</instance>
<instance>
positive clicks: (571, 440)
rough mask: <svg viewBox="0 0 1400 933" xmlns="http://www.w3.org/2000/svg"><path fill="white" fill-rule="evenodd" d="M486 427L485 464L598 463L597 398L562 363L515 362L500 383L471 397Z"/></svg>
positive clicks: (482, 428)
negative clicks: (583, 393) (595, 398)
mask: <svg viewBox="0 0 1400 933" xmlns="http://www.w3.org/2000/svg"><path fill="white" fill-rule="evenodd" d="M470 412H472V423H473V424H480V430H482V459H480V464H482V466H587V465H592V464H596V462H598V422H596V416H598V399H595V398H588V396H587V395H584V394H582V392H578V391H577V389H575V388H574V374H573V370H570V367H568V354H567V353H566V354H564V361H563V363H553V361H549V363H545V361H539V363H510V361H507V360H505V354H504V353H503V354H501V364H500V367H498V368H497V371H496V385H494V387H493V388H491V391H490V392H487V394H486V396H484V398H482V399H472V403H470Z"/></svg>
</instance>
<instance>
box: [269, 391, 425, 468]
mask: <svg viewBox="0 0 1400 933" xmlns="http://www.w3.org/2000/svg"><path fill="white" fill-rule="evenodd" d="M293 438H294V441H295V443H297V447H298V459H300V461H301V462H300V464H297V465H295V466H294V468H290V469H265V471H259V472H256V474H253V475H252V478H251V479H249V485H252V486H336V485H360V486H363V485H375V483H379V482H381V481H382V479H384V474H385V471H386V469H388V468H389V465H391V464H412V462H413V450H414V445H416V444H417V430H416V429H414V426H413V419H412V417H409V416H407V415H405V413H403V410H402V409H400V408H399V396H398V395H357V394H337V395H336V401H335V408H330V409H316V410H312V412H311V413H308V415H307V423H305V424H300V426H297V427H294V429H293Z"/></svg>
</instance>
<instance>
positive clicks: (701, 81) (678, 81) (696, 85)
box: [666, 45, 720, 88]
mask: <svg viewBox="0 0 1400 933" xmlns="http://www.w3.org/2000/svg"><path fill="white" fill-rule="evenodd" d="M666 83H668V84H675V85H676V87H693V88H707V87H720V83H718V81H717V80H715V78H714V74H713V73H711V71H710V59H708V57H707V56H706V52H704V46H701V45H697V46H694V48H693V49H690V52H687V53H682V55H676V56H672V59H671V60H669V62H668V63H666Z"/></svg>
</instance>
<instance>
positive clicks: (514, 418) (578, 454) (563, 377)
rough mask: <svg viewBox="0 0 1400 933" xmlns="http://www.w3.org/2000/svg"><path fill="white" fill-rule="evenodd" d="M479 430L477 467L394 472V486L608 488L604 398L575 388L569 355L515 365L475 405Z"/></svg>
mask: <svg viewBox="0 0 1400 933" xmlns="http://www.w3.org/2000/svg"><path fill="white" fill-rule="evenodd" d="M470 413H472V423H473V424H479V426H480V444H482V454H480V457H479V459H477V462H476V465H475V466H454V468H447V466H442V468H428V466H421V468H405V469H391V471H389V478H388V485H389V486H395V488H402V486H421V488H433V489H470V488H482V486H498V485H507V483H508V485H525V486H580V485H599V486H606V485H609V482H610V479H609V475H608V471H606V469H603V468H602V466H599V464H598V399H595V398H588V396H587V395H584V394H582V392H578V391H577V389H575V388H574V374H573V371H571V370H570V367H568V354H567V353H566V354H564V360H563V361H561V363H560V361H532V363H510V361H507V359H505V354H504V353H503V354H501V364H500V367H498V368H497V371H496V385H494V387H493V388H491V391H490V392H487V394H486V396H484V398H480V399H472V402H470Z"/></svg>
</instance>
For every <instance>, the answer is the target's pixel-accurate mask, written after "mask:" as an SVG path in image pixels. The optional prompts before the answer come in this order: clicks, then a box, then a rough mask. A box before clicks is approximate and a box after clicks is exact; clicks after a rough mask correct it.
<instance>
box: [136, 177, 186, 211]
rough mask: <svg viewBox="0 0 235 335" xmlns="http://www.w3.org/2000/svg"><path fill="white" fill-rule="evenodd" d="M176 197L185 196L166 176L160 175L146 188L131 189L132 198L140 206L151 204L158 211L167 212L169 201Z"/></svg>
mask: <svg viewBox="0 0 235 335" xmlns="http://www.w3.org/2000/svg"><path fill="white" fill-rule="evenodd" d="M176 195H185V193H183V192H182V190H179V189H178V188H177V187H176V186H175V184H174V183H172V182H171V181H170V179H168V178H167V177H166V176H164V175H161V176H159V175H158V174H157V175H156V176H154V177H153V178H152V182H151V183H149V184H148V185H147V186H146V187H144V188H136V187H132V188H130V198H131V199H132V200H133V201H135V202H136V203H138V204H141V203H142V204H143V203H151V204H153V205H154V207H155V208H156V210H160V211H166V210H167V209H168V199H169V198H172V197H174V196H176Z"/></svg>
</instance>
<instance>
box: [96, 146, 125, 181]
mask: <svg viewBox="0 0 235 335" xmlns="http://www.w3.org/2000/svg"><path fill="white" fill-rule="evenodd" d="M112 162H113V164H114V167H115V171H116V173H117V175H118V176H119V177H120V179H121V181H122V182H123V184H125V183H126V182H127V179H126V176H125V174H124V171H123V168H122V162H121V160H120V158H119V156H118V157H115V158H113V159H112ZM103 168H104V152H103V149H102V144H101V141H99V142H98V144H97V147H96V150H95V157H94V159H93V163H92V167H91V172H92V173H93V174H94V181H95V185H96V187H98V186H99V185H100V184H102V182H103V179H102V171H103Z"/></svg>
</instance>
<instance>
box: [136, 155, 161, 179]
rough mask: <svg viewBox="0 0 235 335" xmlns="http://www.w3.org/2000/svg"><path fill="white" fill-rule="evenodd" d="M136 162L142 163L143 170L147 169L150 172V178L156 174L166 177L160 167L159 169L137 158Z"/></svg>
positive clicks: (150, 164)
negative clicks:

------------------------------------

TASK BRIEF
Your task is to return the full listing exactly as it was given.

SOLUTION TO THIS PROBLEM
</instance>
<instance>
positive clicks: (571, 440)
rough mask: <svg viewBox="0 0 1400 933" xmlns="http://www.w3.org/2000/svg"><path fill="white" fill-rule="evenodd" d="M486 427L485 464L598 463L597 398L562 363L515 362L500 383L471 397Z"/></svg>
positive clicks: (482, 428)
negative clicks: (583, 393) (595, 398)
mask: <svg viewBox="0 0 1400 933" xmlns="http://www.w3.org/2000/svg"><path fill="white" fill-rule="evenodd" d="M470 412H472V423H473V424H480V430H482V459H480V464H482V466H587V465H592V464H596V462H598V422H596V416H598V399H595V398H588V396H587V395H584V394H582V392H578V391H577V389H575V388H574V374H573V370H570V367H568V354H567V353H566V354H564V361H563V363H553V361H549V363H545V361H539V363H510V361H507V360H505V354H504V353H503V354H501V364H500V367H498V368H497V371H496V385H494V387H493V388H491V391H490V392H487V394H486V396H484V398H482V399H472V403H470Z"/></svg>
</instance>
<instance>
box: [269, 391, 425, 468]
mask: <svg viewBox="0 0 1400 933" xmlns="http://www.w3.org/2000/svg"><path fill="white" fill-rule="evenodd" d="M293 438H294V441H295V443H297V447H298V459H300V461H301V462H300V464H297V465H295V466H294V468H290V469H265V471H259V472H256V474H253V475H252V478H251V479H249V485H252V486H336V485H360V486H363V485H375V483H379V482H381V481H382V479H384V474H385V471H386V469H388V468H389V465H391V464H412V462H413V450H414V445H416V444H417V430H416V429H414V426H413V419H412V417H409V416H407V415H405V413H403V410H402V409H400V408H399V396H398V395H357V394H337V395H336V401H335V408H330V409H316V410H312V412H311V413H308V415H307V423H305V424H300V426H297V427H294V429H293Z"/></svg>
</instance>
<instance>
positive clicks: (701, 81) (678, 81) (696, 85)
box: [666, 45, 720, 88]
mask: <svg viewBox="0 0 1400 933" xmlns="http://www.w3.org/2000/svg"><path fill="white" fill-rule="evenodd" d="M666 83H668V84H675V85H676V87H693V88H707V87H720V83H718V81H717V80H715V78H714V74H713V73H711V71H710V59H708V57H707V56H706V52H704V46H701V45H697V46H694V48H693V49H690V52H687V53H682V55H676V56H672V59H671V60H669V62H668V63H666Z"/></svg>
</instance>
<instance>
positive clicks: (514, 418) (578, 454) (563, 377)
rough mask: <svg viewBox="0 0 1400 933" xmlns="http://www.w3.org/2000/svg"><path fill="white" fill-rule="evenodd" d="M479 430L477 467L394 472V486L608 488L604 398L575 388L569 355L515 365L475 405Z"/></svg>
mask: <svg viewBox="0 0 1400 933" xmlns="http://www.w3.org/2000/svg"><path fill="white" fill-rule="evenodd" d="M470 413H472V423H473V424H479V426H480V444H482V454H480V457H479V459H477V462H476V465H475V466H454V468H447V466H442V468H428V466H421V468H405V469H391V471H389V478H388V485H389V486H395V488H402V486H421V488H433V489H470V488H482V486H498V485H507V483H508V485H525V486H580V485H599V486H606V485H609V482H610V479H609V475H608V471H606V469H603V468H602V466H599V464H598V399H595V398H588V396H587V395H584V394H582V392H578V391H577V389H575V388H574V374H573V371H571V370H570V367H568V354H567V353H566V354H564V360H563V361H561V363H560V361H532V363H510V361H507V359H505V354H504V353H503V354H501V364H500V367H498V368H497V371H496V385H494V387H493V388H491V391H490V392H487V394H486V396H484V398H480V399H472V402H470Z"/></svg>
</instance>
For every <instance>, the answer is the target's pixel-accurate mask, written after "mask:" as an SVG path in image pixels. The optional prompts before the answer come in this order: clicks, then a box, then a rough mask. A box before clicks is approximate and a box after clicks is exact; clicks after a rough mask correct it.
<instance>
box: [136, 177, 186, 211]
rough mask: <svg viewBox="0 0 235 335" xmlns="http://www.w3.org/2000/svg"><path fill="white" fill-rule="evenodd" d="M176 197L185 196L166 176L160 175L146 188L131 189L132 198L140 206L151 204L158 211L167 212L169 201Z"/></svg>
mask: <svg viewBox="0 0 235 335" xmlns="http://www.w3.org/2000/svg"><path fill="white" fill-rule="evenodd" d="M176 195H185V193H183V192H182V190H179V189H178V188H177V187H176V186H175V184H174V183H172V182H171V181H170V179H168V178H167V177H166V176H164V175H161V176H159V175H158V174H157V175H156V176H154V177H153V178H152V182H151V183H149V184H148V185H147V186H146V187H144V188H136V187H132V188H130V198H131V199H132V200H133V201H135V202H136V203H138V204H141V203H142V204H143V203H151V204H153V205H154V207H155V208H156V210H160V211H166V210H167V209H168V199H169V198H172V197H174V196H176Z"/></svg>
</instance>
<instance>
box: [96, 146, 125, 181]
mask: <svg viewBox="0 0 235 335" xmlns="http://www.w3.org/2000/svg"><path fill="white" fill-rule="evenodd" d="M112 162H113V164H114V167H115V171H116V173H117V175H118V176H119V177H120V179H121V181H122V182H123V184H125V183H126V182H127V179H126V176H125V174H124V171H123V168H122V162H121V160H120V158H119V156H118V157H115V158H113V159H112ZM103 168H104V152H103V149H102V144H101V141H99V142H98V144H97V147H96V150H95V157H94V159H93V163H92V167H91V172H92V173H93V174H94V181H95V185H96V187H98V186H99V185H100V184H102V182H103V179H102V171H103Z"/></svg>
</instance>
<instance>
box: [136, 155, 161, 179]
rough mask: <svg viewBox="0 0 235 335" xmlns="http://www.w3.org/2000/svg"><path fill="white" fill-rule="evenodd" d="M136 162L142 163L143 170L147 169L150 172V178L156 174L166 177L160 167L159 169L137 158Z"/></svg>
positive clicks: (150, 164)
negative clicks:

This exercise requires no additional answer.